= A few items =
— START —

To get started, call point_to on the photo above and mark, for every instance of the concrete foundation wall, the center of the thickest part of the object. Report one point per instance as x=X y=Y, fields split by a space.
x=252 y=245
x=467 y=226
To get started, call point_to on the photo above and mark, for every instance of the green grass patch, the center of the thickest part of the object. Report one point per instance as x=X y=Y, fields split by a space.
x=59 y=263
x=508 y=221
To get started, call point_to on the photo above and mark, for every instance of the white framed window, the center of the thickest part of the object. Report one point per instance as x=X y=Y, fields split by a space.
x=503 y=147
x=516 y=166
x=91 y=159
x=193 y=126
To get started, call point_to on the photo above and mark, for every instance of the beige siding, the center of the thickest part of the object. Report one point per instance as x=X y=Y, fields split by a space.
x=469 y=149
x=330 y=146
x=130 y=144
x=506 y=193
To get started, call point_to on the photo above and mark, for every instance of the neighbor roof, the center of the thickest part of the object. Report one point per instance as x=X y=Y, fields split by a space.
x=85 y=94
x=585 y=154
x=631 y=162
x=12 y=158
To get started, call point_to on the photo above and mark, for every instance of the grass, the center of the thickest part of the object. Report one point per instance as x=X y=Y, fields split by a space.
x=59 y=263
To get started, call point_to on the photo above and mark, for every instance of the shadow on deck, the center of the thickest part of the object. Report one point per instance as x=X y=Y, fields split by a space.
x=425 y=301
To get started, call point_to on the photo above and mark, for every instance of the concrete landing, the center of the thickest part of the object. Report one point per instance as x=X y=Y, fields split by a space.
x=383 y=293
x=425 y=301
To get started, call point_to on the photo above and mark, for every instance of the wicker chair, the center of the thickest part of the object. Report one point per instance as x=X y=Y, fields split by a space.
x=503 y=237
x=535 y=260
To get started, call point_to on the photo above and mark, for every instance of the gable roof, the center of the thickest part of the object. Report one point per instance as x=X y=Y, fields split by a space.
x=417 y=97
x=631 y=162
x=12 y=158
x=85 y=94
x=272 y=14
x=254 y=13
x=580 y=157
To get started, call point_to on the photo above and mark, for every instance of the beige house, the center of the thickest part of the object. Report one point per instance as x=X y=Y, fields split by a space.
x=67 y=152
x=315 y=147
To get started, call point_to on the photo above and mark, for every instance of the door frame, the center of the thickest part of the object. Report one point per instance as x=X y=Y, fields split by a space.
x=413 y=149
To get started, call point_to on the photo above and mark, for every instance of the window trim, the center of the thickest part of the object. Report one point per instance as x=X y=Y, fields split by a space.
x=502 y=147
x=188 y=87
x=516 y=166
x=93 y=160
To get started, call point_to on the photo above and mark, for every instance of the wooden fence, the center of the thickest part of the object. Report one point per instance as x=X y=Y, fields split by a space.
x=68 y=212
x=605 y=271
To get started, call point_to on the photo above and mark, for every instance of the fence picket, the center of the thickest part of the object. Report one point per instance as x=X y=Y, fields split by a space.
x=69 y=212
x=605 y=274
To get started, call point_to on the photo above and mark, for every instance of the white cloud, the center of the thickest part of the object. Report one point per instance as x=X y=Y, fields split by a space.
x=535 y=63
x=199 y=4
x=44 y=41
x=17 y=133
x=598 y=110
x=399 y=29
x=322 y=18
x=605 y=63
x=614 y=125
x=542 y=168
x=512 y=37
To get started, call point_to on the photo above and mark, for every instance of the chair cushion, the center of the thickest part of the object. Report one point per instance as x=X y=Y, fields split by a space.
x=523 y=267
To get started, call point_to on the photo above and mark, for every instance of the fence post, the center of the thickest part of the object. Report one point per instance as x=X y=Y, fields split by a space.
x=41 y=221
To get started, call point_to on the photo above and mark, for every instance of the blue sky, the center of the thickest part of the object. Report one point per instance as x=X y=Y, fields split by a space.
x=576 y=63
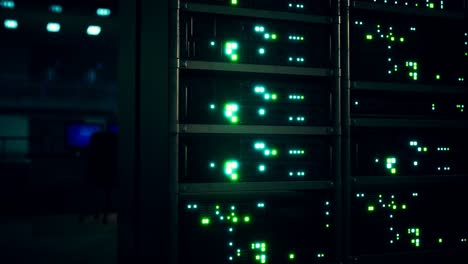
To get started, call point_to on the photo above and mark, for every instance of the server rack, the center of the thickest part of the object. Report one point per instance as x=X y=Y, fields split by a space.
x=179 y=189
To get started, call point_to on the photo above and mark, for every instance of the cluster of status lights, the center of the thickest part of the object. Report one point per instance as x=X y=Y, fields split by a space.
x=231 y=47
x=231 y=218
x=399 y=233
x=419 y=4
x=231 y=109
x=231 y=167
x=390 y=39
x=391 y=161
x=392 y=208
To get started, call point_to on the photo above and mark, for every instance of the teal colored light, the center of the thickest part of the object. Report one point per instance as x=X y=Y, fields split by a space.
x=205 y=221
x=56 y=9
x=53 y=27
x=7 y=4
x=259 y=145
x=93 y=30
x=103 y=12
x=10 y=24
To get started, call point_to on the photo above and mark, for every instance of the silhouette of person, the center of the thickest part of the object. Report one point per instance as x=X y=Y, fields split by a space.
x=102 y=167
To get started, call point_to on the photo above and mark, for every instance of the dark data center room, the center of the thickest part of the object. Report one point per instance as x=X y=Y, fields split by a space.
x=233 y=131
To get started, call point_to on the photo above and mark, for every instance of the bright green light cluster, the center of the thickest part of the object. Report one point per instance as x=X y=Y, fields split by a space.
x=230 y=50
x=192 y=206
x=230 y=112
x=267 y=152
x=391 y=162
x=7 y=4
x=260 y=248
x=415 y=234
x=230 y=169
x=413 y=69
x=296 y=97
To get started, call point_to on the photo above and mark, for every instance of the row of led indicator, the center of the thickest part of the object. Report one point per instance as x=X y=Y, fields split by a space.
x=429 y=4
x=8 y=4
x=53 y=27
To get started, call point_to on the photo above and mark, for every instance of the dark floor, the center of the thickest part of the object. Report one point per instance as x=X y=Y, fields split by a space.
x=56 y=239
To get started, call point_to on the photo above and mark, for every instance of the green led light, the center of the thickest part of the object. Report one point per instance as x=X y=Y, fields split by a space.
x=205 y=221
x=53 y=27
x=10 y=24
x=56 y=9
x=103 y=12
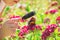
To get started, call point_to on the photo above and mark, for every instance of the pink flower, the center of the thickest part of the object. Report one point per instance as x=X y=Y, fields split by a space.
x=52 y=11
x=0 y=25
x=46 y=20
x=58 y=7
x=38 y=27
x=17 y=18
x=58 y=18
x=23 y=31
x=54 y=3
x=1 y=19
x=51 y=28
x=47 y=12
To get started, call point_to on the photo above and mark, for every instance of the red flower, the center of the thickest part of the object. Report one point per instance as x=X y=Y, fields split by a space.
x=52 y=11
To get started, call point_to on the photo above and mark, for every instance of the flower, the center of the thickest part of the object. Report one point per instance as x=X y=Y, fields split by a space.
x=46 y=12
x=17 y=18
x=58 y=7
x=48 y=31
x=52 y=11
x=54 y=3
x=46 y=20
x=58 y=18
x=1 y=19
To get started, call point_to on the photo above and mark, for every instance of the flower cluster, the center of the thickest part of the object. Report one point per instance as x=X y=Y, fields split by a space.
x=48 y=31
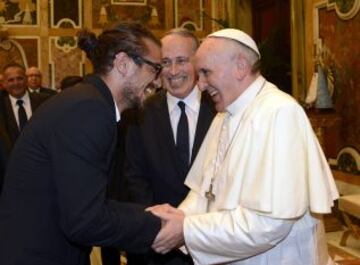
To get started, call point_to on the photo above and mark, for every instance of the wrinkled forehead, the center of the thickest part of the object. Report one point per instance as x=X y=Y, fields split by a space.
x=33 y=71
x=13 y=70
x=212 y=50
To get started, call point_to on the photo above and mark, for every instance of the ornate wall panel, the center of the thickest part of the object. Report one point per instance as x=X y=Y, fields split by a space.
x=64 y=58
x=42 y=32
x=23 y=50
x=66 y=13
x=189 y=14
x=150 y=12
x=337 y=38
x=19 y=12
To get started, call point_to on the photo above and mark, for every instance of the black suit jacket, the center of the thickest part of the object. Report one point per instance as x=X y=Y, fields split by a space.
x=53 y=206
x=152 y=167
x=8 y=121
x=45 y=91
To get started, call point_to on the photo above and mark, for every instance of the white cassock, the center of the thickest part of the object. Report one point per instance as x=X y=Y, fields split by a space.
x=269 y=190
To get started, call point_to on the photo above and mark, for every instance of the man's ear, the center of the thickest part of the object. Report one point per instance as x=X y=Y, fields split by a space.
x=242 y=67
x=122 y=63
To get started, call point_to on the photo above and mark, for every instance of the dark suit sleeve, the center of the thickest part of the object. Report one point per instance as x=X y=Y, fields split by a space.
x=80 y=149
x=136 y=168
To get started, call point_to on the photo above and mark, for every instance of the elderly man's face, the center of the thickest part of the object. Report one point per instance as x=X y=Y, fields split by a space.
x=178 y=74
x=216 y=69
x=15 y=81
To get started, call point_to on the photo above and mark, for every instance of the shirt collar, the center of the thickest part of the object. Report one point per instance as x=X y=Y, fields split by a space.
x=25 y=98
x=247 y=96
x=192 y=100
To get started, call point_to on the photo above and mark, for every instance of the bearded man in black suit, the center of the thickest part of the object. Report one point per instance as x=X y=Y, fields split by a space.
x=53 y=207
x=160 y=149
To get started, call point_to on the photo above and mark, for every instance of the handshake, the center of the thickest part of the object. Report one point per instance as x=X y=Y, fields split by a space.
x=171 y=233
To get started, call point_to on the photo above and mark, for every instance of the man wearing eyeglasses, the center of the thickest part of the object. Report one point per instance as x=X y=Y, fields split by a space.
x=53 y=206
x=167 y=134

— END —

= Work to do =
Rewrite the lines starting with the one containing "the dark suit" and going on through the one containing "x=192 y=100", changing "shirt collar" to "jacket collar" and keeping everything else as it is.

= Task result =
To get started, call point_to on the photo above and mark, for every instance of the dark suit sleeve, the center of the thickest part of the object. Report one point per instance as x=X y=Y, fields split by a space.
x=80 y=149
x=136 y=168
To get started, call point_to on the photo above and mark, for every instance of the elderly man's face, the center of the thickest part of the object. Report one point per instance as x=X y=Y, fields split by a space.
x=178 y=74
x=216 y=69
x=15 y=81
To get started, call point_to on the photo above and mark, for every instance of the jacket collar, the center of the thickest part of the object. Report one point per instance as x=X y=Y, fields split by a space.
x=25 y=98
x=247 y=96
x=192 y=100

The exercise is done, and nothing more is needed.